[Aufgabe 1] Extrahiere aus der weiter unten stehenden Auflistung jede Zeile, in der die Zeichenfolge „thatched“ vorkommt.

[Ausgangstext]
::::::
5.2 Ergebnisse der multivariaten Analyse

Tabelle 5 informiert über die Ergebnisse der geordneten Probit Schätzungen zur Besetzung der Hierarchieebenen bei Arbeitern. Wir haben fünf Spezifikationen geschätzt. Es ist zu erwähnen, dass sich die marginalen Effekte der jeweiligen Variablen zwischen den einzelnen Hierarchieebenen unterscheiden und von der Richtung des Koeffizienten nicht direkt auf das Vorzeichen der marginalen Effekte in den einzelnen Ebenen geschlossen werden kann. Dennoch kann beispielsweise ein positiver Koeffizient als eine Art übergreifender positiver Effekt interpretiert werden. Ein Anstieg einer Variablen mit einem positiven Koeffizienten würde in diesem Sinne bedeuten, dass die ursprüngliche Verteilung von einer derartig veränderten Verteilung statistisch dominiert wird. Ein positiver Koeffizient kann demnach als eine Tendenz in Richtung der höchsten Hierarchieebene interpretiert werden.
::::::
[Aufgabe 2] Gib alle Sätze aus dem Ausgangstext oben wieder, in denen von einem positiven Koeffizienten die Rede ist.

[Eingabedaten]
::::::
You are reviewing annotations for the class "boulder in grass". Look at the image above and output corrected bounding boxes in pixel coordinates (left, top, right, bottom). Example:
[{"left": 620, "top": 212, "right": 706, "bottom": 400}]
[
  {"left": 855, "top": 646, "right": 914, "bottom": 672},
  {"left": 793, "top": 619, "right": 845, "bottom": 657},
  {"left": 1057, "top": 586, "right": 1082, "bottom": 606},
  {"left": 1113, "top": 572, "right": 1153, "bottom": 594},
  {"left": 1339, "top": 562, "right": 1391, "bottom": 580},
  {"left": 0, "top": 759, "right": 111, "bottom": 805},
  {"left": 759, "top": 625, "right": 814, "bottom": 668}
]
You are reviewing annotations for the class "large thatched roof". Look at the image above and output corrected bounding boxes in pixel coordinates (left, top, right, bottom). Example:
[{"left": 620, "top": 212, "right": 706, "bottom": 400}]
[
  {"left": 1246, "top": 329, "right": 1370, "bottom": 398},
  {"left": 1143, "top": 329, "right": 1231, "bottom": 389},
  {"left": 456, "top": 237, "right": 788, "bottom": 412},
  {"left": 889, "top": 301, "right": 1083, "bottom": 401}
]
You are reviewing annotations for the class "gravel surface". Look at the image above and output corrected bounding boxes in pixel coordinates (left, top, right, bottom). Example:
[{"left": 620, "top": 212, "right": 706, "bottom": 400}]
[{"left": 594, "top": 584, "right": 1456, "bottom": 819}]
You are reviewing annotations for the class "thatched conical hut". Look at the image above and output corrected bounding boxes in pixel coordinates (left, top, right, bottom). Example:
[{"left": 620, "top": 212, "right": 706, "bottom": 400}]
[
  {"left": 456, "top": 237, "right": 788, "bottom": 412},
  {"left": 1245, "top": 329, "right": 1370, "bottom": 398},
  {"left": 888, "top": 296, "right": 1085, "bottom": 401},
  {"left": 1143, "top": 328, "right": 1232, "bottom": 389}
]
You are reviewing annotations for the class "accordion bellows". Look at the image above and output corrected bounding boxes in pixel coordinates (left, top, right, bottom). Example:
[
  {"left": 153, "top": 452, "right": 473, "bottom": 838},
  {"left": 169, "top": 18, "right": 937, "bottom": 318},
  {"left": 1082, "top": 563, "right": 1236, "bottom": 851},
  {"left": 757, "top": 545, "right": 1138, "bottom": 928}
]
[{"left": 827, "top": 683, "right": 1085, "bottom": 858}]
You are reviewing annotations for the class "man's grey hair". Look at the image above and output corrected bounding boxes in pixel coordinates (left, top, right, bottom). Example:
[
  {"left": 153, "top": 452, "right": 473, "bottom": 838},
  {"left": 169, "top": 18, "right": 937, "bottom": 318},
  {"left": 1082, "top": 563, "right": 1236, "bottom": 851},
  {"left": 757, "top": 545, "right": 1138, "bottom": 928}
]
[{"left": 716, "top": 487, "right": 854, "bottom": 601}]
::::::
[Lösung 1]
You are reviewing annotations for the class "large thatched roof". Look at the image above and output corrected bounding boxes in pixel coordinates (left, top, right, bottom). Example:
You are reviewing annotations for the class "thatched conical hut". Look at the image above and output corrected bounding boxes in pixel coordinates (left, top, right, bottom). Example:

[Lösung 2]
- Dennoch kann beispielsweise ein positiver Koeffizient als eine Art übergreifender positiver Effekt interpretiert werden.
- Ein Anstieg einer Variablen mit einem positiven Koeffizienten würde in diesem Sinne bedeuten, dass die ursprüngliche Verteilung von einer derartig veränderten Verteilung statistisch dominiert wird.
- Ein positiver Koeffizient kann demnach als eine Tendenz in Richtung der höchsten Hierarchieebene interpretiert werden.